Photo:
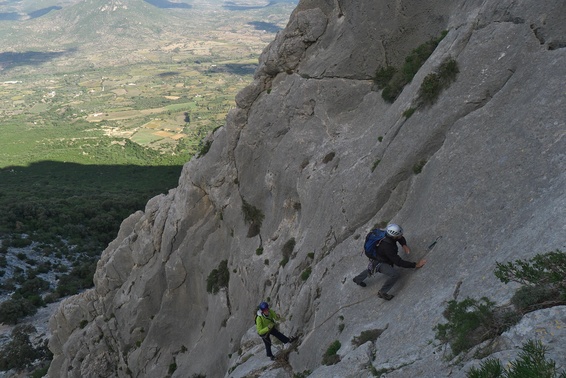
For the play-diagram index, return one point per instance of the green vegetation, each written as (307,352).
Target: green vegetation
(543,278)
(218,278)
(331,357)
(393,80)
(14,309)
(287,251)
(252,216)
(435,82)
(532,362)
(20,353)
(471,321)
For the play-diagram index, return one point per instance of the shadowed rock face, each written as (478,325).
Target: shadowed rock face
(300,147)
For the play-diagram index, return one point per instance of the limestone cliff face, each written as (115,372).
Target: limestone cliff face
(314,147)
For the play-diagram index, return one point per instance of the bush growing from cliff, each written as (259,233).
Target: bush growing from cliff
(392,81)
(471,322)
(287,251)
(19,353)
(532,362)
(543,278)
(331,357)
(218,278)
(252,216)
(435,82)
(14,309)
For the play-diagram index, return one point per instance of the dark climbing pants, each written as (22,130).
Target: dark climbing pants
(267,340)
(365,273)
(391,273)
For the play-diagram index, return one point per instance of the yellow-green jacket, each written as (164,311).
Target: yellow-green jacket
(262,322)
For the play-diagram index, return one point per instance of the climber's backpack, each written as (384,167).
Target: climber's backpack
(373,238)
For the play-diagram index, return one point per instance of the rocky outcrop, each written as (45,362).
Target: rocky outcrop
(313,148)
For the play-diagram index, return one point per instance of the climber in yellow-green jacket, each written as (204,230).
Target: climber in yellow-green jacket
(266,323)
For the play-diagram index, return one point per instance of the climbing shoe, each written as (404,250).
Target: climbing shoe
(385,296)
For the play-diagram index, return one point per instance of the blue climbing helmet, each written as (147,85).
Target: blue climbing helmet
(394,230)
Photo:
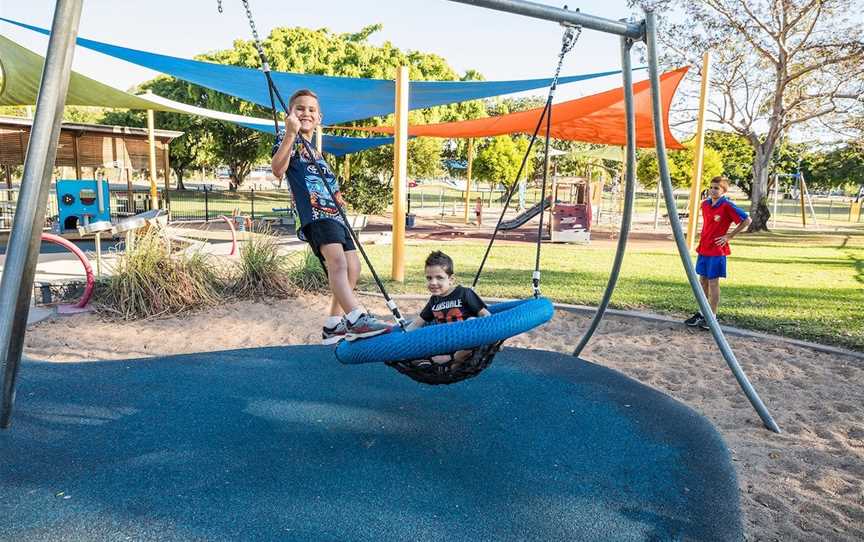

◇ ◇ ◇

• Exercise
Everything in the records must be transcribed exactly, except the pictures, which are left out.

• Finished task
Photo:
For the play-diagram index, return one point per instance of the green vegetation, each written as (307,352).
Target: green vegetation
(543,278)
(218,278)
(331,357)
(393,80)
(14,309)
(287,251)
(252,216)
(435,82)
(532,362)
(20,353)
(471,321)
For the play-diagram index, return one point per instance of the shadowed rock face, each written as (478,325).
Target: shadowed rock face
(300,147)
For the play-diagram index, return one point per instance of the limestone cliff face, each written as (115,372).
Target: limestone cliff face
(314,147)
For the play-diagram index, return one point per instance of the bush growing from cliff, each written as (259,233).
Target: bush growing from cliff
(392,81)
(471,322)
(287,251)
(19,353)
(532,362)
(543,278)
(331,357)
(218,278)
(252,216)
(435,82)
(14,309)
For the play-diagram index, return one point per instance of the dark climbing pants, each written as (22,130).
Target: dark climbing pants
(267,340)
(365,273)
(391,273)
For the play-diagram index, return one point per instance of the yellow-green jacket, each written as (164,311).
Target: yellow-green jacket
(262,322)
For the play-diagram index, return one point per instance of the climber's backpack, each written as (384,167).
Target: climber's backpack
(373,238)
For the play-diagram index, return one point per instance of the rocky outcrop, each written as (45,362).
Target: rocky outcrop
(313,148)
For the play-diagram index, return one point per instance of the climber in yellow-green jacket, each written as (204,230).
Target: climber in yellow-green jacket
(266,323)
For the play-diagram index, return one point per instance of the climbing shoe, each written as (404,250).
Target: climbing shoe
(385,296)
For the play-diagram index, return one point per instance of the blue climbing helmet, each written as (147,85).
Target: blue climbing helmet
(394,230)
Photo:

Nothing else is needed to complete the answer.